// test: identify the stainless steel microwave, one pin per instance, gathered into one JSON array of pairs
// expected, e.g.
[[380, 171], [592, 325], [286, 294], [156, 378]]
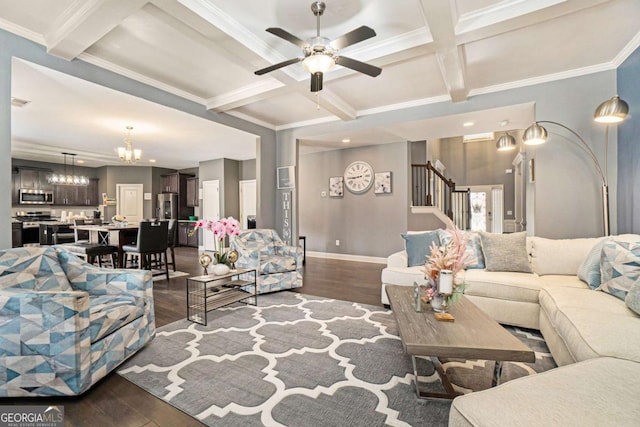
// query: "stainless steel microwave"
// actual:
[[35, 197]]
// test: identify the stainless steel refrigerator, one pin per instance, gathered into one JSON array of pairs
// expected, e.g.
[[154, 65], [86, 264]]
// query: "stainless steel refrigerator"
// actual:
[[167, 206]]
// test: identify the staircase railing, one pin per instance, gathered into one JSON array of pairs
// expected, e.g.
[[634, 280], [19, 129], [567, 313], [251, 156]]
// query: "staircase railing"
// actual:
[[432, 188]]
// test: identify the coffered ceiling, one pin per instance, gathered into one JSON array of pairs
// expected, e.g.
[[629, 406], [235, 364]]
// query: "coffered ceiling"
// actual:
[[429, 50]]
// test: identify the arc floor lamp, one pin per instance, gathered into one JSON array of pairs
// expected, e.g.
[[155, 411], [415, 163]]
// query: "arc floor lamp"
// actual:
[[611, 111]]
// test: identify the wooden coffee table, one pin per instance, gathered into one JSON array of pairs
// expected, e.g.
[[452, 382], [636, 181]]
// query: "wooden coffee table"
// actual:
[[473, 335]]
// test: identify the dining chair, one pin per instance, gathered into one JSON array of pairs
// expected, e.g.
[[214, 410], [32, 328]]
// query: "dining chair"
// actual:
[[151, 240], [172, 241]]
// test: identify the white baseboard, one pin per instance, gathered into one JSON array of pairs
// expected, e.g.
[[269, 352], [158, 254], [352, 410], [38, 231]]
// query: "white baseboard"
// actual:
[[347, 257]]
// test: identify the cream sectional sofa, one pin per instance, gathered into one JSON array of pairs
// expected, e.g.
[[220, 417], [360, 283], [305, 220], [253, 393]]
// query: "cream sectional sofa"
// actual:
[[593, 336]]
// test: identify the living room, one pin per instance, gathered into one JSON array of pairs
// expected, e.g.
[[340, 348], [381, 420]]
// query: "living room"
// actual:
[[554, 204]]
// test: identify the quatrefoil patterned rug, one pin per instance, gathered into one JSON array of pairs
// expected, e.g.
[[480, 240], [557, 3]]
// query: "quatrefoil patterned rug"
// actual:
[[299, 360]]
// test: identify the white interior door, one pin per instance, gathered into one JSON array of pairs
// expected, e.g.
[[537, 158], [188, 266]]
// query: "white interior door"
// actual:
[[129, 201], [210, 210], [248, 203]]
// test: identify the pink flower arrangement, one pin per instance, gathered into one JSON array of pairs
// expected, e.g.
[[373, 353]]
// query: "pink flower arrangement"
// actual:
[[221, 229], [450, 256]]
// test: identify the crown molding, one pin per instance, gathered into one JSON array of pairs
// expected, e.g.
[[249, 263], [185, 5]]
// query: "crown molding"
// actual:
[[22, 32]]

------------------------

Give back all of the material above word for word, leaving out any pictures.

// test: identify the stainless steel microwave, one pin per instance, gathered into one JSON array of pairs
// expected, e.g.
[[380, 171], [592, 325], [286, 294], [156, 378]]
// query: "stainless steel microwave"
// actual:
[[35, 197]]
// test: identify the stainless steel refrigerator, one pin per instance, gathered into one JSON array of pairs
// expected, e.g.
[[154, 65], [86, 264]]
// query: "stainless steel refrigerator"
// actual:
[[167, 206]]
// test: identify the staircase railing, one pin per instance, gathered into one JSON array of pairs
// expected, e.g.
[[634, 280], [19, 129], [567, 313], [251, 156]]
// query: "staircase railing"
// actual:
[[432, 188]]
// test: identify the coffered ceiling, one pin per instance, gathered into one JSON array of pairs
// expected, e.g.
[[629, 406], [235, 364]]
// query: "coffered ceiling"
// actual:
[[429, 50]]
// test: identify the arc floor lamp, one pin per instance, gathered into one JSON array of pairs
// expected, e.g.
[[155, 411], [415, 163]]
// query: "arc floor lamp"
// actual:
[[611, 111]]
// test: identify the wooden coffee table, one pin per instance, gathered into one JSON array of pairs
// expected, e.g.
[[452, 382], [636, 181]]
// query: "wooden coffee table"
// actual:
[[473, 335]]
// test: identify the dining chair, one pin per instance, gathered into one JSON array of pairs
// expected, e.g.
[[214, 410], [32, 328]]
// query: "dining chair"
// actual:
[[151, 240], [172, 241]]
// test: identify the white baseboard, one pin per instance, gathered into one JSON array of pairs
// expected, e.g.
[[269, 352], [158, 254], [352, 410], [38, 231]]
// query: "white baseboard"
// actual:
[[347, 257]]
// test: identify the cream sectional sofa, one pin per instance, gathered into one JSON array of pairs
// expected, e.g.
[[220, 417], [360, 283], [305, 220], [253, 393]]
// query: "cream sectional sofa"
// actual:
[[593, 336]]
// test: identify the living room, one pin per instance, gathered into one JSON array of pairs
// expected, e.g.
[[340, 348], [381, 420]]
// query: "living room"
// actual:
[[554, 204]]
// test: identify the quatrefoil patterned rug, one pin per instance, gathered into one JSON array of pairs
// expected, e.g.
[[480, 240], [557, 3]]
// query: "quatrefoil patterned rug"
// actual:
[[299, 360]]
// test: identify the white interior door, one pin per instance, gathered into one JSON array of pairs
// expected, e.g.
[[537, 158], [188, 266]]
// query: "white interior door"
// actual:
[[129, 201], [210, 210], [248, 203]]
// test: identify the pink flower arrangement, one pin per instance, gathered into one JSON array of pairs
// expected, e.g.
[[373, 353]]
// query: "pink flower arrangement"
// actual:
[[221, 229], [450, 256]]
// test: identify the crown molding, one pin per instance, gathered into one JSON array of pairs
// expected, e.g.
[[249, 263], [185, 5]]
// query: "crown molding"
// actual:
[[22, 32]]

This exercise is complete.